== Selected excerpt

Alone in the Dark is a 1982 American slasher film co-written and directed by Jack Sholder in his directorial debut, and starring Jack Palance, Martin Landau, Donald Pleasence, Dwight Schultz, and Erland Van Lidth. The plot tells about a psychiatrist's family who are besieged by four escaped mental patients during a power blackout. Following Stunts and Polyester, it was one of the first films produced by New Line Cinema.

Plot
Psychiatrist Dan Potter is appointed on the staff of Dr. Leo Bain's experimental psychiatric hospital, known as the Haven, in New Jersey. His predecessor, Dr. Merton, has taken a new position in Philadelphia. Dan, his wife Nell, and their daughter Lyla, move into a rural home in the area. At Haven, Dr. Bain uses lenient security methods, except with the third-floor patients, whom he keeps contained with an electric security door. Among them are former POW Frank Hawkes, pyromaniac evangelist Byron "Preacher" Sutcliff, obese child molester Ronald Elster, and a shy serial killer John "the Bleeder" Skagg, who refuses to show his face. Angered by Dr. Merton's departure, the third-floor patients irrationally blame Dan, believing he has murdered Merton and taken his place. The four men make plans to kill Dan, and retrieve his address from Dr. Bain's office.

Dan's younger sister, Toni, who has recently suffered a nervous breakdown, arrives to visit. Dan, Nell, and Toni go to a local rock club, while Lyla is left with babysitter Bunky. A regional power outage occurs. The security system at Haven fails, and the four men on the third floor escape, killing security guard Ray in the process, before killing another doctor and stealing his car. They stop by a local strip mall that is being looted during the blackout and arm themselves with weapons from a sporting goods store. They leave Skagg behind after he kills an innocent bystander.

====
== Record set

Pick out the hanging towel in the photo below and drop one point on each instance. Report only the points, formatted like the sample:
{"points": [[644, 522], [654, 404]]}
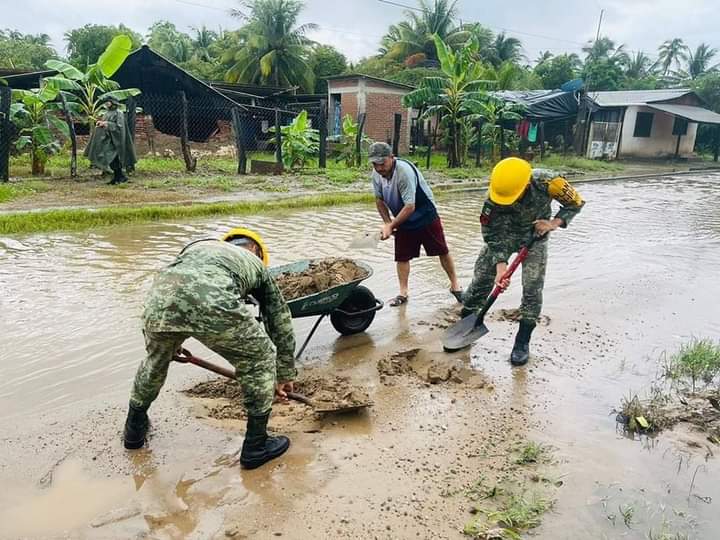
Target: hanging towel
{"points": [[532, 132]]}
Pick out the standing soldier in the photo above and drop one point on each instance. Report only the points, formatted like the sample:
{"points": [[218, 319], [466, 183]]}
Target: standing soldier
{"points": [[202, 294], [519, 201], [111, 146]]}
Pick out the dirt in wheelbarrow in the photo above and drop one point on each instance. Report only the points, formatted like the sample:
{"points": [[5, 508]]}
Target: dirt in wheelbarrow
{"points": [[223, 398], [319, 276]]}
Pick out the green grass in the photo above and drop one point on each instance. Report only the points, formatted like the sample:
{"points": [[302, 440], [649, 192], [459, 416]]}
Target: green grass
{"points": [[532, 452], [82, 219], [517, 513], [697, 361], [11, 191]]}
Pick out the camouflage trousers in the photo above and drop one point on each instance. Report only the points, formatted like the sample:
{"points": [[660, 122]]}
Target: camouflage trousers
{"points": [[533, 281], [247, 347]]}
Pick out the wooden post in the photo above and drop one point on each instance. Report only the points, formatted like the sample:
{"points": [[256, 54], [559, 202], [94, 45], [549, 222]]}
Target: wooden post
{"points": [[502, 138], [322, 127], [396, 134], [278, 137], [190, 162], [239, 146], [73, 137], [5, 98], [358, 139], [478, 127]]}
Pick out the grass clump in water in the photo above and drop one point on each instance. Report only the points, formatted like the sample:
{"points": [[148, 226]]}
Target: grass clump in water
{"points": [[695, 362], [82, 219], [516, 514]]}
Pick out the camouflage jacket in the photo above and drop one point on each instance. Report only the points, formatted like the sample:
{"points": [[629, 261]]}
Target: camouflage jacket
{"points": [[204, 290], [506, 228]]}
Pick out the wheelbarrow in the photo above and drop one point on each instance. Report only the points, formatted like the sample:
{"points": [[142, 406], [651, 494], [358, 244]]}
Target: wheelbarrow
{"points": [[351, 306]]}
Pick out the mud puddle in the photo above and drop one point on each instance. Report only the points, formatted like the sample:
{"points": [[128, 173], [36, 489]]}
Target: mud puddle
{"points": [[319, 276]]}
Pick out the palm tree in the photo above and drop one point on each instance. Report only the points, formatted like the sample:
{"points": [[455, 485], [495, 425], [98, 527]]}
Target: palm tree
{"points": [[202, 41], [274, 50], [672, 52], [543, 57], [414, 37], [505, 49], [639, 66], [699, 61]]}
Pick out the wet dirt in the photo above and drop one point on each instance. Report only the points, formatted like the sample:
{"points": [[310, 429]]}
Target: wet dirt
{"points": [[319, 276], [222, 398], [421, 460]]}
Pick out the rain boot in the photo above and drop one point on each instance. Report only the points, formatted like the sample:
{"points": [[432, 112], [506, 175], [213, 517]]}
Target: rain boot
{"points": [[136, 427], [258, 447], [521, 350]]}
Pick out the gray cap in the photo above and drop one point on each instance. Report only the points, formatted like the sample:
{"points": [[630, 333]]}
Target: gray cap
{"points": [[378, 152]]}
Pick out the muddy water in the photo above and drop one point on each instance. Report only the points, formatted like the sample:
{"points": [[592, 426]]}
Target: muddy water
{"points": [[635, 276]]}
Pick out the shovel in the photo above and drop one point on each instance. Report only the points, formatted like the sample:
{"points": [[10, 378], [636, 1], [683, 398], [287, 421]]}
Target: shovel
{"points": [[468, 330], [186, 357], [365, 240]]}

====

**Questions to answer**.
A. Please answer these questions about the Alone in the Dark film summary:
(i) In what year was the film released?
(ii) In what city has Dr. Merton taken a new position?
(iii) Who is left to look after Lyla while the adults go to the rock club?
B. Write the next part of the Alone in the Dark film summary, picking up right after its final sentence.

**Answer list**.
A.
(i) 1982
(ii) Philadelphia
(iii) Bunky, the babysitter

B.
The next morning, Preacher arrives at the Potter residence, pretending to be delivering a telegram, but Dan is not home. While Lyla is at school, Nell accompanies Toni to a nuclear power protest, where the women are arrested. Lyla arrives home from school and finds Ronald in the house, claiming to be a babysitter. After Nell phones Dan from jail explaining what has happened, Dan calls Bunky, who goes to check on Lyla. She finds Lyla asleep in her room, and invites her boyfriend Billy there to have sex. Preacher kills Billy by dragging him beneath the bed and stabbing him, while Ronald strangles Bunky. Lyla later awakens unharmed, but Ronald has vanished. Dan arrives home with Nell, Toni, and Tom, a fellow protester Nell and Toni met in jail, whom Toni is attracted to.  They find police at the house, and Detective Barnett interviewing Lyla about the missing Bunky and Billy. Lyla explains that a man named Ronald babysat her; Dan recognizes him as one of the Haven patients.

Dan and Nell invite Detective Barnett to stay for dinner. While investigating a noise outside, Barnett is killed with a crossbow by Frank, which is witnessed by the entire family. Finding the phone lines cut, the family barricade themselves in the house. Meanwhile, Dr. Bain arrives after unsuccessfully attempting to reach Dan by phone, but is hacked to death by Preacher with an axe. Dan attempts to reason with the men, assuring them he has not killed Dr. Merton. Ronald throws Barnett's body through a window, and Preacher manages to infiltrate the basement, where he starts a fire. Dan bludgeons Preacher with an extinguisher canister before putting out the fire, locking the basement door behind him.

Ronald enters the kitchen and attempts to kill the family, but they work together to disarm him, before Tom kills him with a cleaver. Dan flees outside to retrieve Leo's car. While he does, Tom's nose begins bleeding profusely, revealing his identity as Skagg, the fourth patient. Hearing the screams, Dan flees back into the house. Skagg attempts to kill Toni, but Nell stabs him to death. Moments later, Preacher bursts out of the basement, but Dan stabs him to death. Frank appears with his crossbow, proclaiming, "It's not just us crazy ones who kill." Dan pleads with Frank to spare his family. Suddenly, the electricity is restored, and Frank witnesses Dr. Merton being interviewed on a local news station about the missing patients. Hysterical, Frank smashes the television and flees into the night.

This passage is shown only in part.